What is needed: Within the entries below, the lines from the one with "column 93, row 192" through the one with "column 256, row 399" are to be set down exactly, both ends kept.

******************************

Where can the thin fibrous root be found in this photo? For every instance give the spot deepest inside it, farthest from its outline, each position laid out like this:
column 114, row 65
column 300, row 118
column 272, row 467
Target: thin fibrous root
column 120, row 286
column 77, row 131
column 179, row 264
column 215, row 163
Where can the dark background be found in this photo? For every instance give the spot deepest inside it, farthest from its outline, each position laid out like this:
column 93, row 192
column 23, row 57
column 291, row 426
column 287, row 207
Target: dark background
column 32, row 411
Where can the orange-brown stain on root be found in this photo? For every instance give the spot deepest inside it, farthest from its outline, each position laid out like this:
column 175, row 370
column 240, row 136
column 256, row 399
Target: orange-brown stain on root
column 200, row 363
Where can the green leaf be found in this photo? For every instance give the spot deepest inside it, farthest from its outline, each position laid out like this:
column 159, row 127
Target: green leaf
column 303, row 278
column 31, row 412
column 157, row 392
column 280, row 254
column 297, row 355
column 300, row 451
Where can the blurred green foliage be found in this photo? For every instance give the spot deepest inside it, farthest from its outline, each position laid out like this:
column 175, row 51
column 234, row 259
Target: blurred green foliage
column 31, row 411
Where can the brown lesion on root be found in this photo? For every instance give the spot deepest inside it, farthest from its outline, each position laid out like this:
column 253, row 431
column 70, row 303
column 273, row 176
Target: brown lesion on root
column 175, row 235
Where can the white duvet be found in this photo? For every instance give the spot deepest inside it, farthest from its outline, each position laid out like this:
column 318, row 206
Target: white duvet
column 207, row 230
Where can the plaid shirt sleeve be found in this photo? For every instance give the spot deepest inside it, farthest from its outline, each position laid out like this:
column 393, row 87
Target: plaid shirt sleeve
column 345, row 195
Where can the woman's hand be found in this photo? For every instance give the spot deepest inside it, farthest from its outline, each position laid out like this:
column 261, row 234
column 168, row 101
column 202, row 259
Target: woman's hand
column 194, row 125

******************************

Answer box:
column 93, row 192
column 23, row 57
column 291, row 426
column 287, row 207
Target: dark background
column 32, row 411
Where can the orange-brown stain on root be found in this photo? For every instance give the spot deepest inside it, farthest from its outline, each position laid out like this:
column 175, row 370
column 240, row 136
column 256, row 399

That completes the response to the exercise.